- [EXERCISE INSTRUCTIONS]
1. In the comment thread on fall school plans, how many days a week would students spend at home under the recommended Hybrid model?
2. Continue the comment thread on fall school plans, starting after its final sentence.

- [TEXT SEGMENT]
*** Begin section ***

100% remote for Fall
4 years ago

The recommended Hybrid model delivers sub-standard education with 2 days a week at home just doing homework. We need 100% education. Why not start the Fall semester with 100% remote? We can always evaluate again for the Spring semester with real data from other districts and nationwide.

Yes the case numbers are low for now because there are no schools. Things will change. And all pandemics start with a low number. Please do not ignore the fact that this is a highly infectious disease. Be prudent. We have worked so hard to keep the numbers low.

There are no normal social interactions at school. All adults are nervous so everyone is under strict watch. Playgrounds are closed. In addition, wearing masks ALL DAY is very uncomfortable and BAD for children.

100% of nonsense!
4 years ago

Apparently you did not read the content at the link Frank Crowell posted in the other, related story:

https://www.nejm.org/doi/full/10.1056/NEJMms2024920

The New England Journal of Medicine article leads one to the conclusion that the kids should be IN SCHOOL with NO REMOTE time. Looking more closely, it would seem it is the non-juvenile school population with the greatest concerns. These can be addressed with masks, hand washing, etc.

It’s easier to keep the kids at home – for the school staff…

It’s only their education we’re talking about…

So true...
4 years ago

Yup. Don’t forget the American Academy of Pediatrics which states something very similar with the additional “Schools provide more than just academics to children and adolescents. In addition to reading, writing and math, children learn social and emotional skills, get exercise and access to mental health support and other things that cannot be provided with online learning. For many families, school is where kids get healthy meals, access to the internet, and other vital services.”

Not every family has the resources to be part time hybrid, if not full time at home. If people don’t want their kids in school that is fine, they should have that option, but it shouldn’t influence those that DEPEND on school as a basic necessity. Other than medical, I can’t think of many more essential services for our society. If some teachers don’t want to work, that is fine, but can I not pay my taxes which funds their salaries? I know there are a lot of teachers that want to be their for the kids in person, I have talked to them, and I feel bad that they are being prevented to do their jobs that they would willingly do if allowed.

*** End section ***

- [RECORDS PROVIDED]
*** Begin section ***

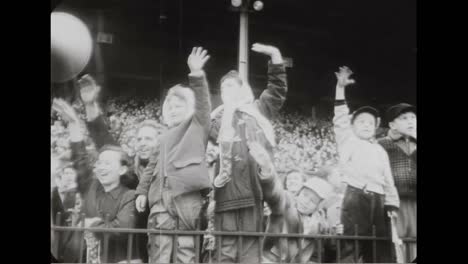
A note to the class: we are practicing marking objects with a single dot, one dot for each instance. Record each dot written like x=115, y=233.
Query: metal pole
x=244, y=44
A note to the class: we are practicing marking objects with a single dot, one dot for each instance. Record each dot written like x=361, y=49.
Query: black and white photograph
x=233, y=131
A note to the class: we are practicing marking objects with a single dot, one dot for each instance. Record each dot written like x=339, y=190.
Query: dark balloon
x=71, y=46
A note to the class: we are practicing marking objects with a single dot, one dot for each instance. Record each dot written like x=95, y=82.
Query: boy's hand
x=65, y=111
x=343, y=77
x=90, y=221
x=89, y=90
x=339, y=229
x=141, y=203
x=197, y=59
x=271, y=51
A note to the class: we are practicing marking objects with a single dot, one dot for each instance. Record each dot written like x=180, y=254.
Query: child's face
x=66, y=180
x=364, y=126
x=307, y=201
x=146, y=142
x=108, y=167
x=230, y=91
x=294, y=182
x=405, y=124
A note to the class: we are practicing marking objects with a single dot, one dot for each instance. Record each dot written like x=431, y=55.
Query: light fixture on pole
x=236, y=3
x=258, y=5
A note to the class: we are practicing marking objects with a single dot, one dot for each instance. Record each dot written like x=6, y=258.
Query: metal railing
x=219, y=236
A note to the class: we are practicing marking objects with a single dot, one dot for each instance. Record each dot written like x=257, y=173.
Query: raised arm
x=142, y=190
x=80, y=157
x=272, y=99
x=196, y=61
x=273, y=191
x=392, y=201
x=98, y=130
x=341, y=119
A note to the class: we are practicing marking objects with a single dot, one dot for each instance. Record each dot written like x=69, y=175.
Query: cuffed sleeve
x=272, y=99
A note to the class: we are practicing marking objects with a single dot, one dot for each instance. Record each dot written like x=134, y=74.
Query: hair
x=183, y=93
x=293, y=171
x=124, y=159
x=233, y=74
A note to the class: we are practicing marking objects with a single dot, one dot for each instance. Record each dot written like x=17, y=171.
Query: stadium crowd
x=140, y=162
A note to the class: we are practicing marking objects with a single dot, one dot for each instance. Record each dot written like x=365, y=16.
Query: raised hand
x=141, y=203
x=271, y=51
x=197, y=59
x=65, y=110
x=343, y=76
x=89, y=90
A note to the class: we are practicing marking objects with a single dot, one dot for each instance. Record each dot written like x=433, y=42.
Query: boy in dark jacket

*** End section ***

- [TASK ANSWERS]
1. Two days a week.

2.
This is a very slippery slope. What will it take for us to ever have full time school again? That simple question was surprisingly never addressed in any of the school Zoom videos. No one can guarantee there will be a vaccine, and if there is, not everyone will take it. Cases may never fully be irradiated….does that mean we never go to school full time again?

To suggest 100% at-home is a good option is laughable for many families with 2 working parents and especially with younger kids. Our children’s education is taking a back seat – we all know online learning cannot replicate the in-school experience…especially the younger ones.

Our school system states we meet the minimum requirements for full in-school learning as we can meet the 3 foot threshold. However we have chosen to be more stringent, with no explanation other than “its better”. Also, children with certain disabilities can go mask free in class if approved, but they supposedly “aren’t at risk” because desks will be 6 feet apart. So, with that said, not sure why anyone has to wear a mask in class if they are all 6 feet apart. Sorry, but you can’t have it both ways. Either 6 feet is enough or it isn’t. Or did I miss the medical evidence that suggests children with learning disabilities don’t transmit COVID when they sneeze or cough?

Eileen in
4 years ago

I don’t think any teacher thinks that trying to educate kids remotely is easier.

northsider
4 years ago

You really think all this bouncing around and teaching remotely is easier? If you’re so on board with full in person school, let them do hybrid and realize full in school is possible. And take a deep breath, keep the blood pressure down.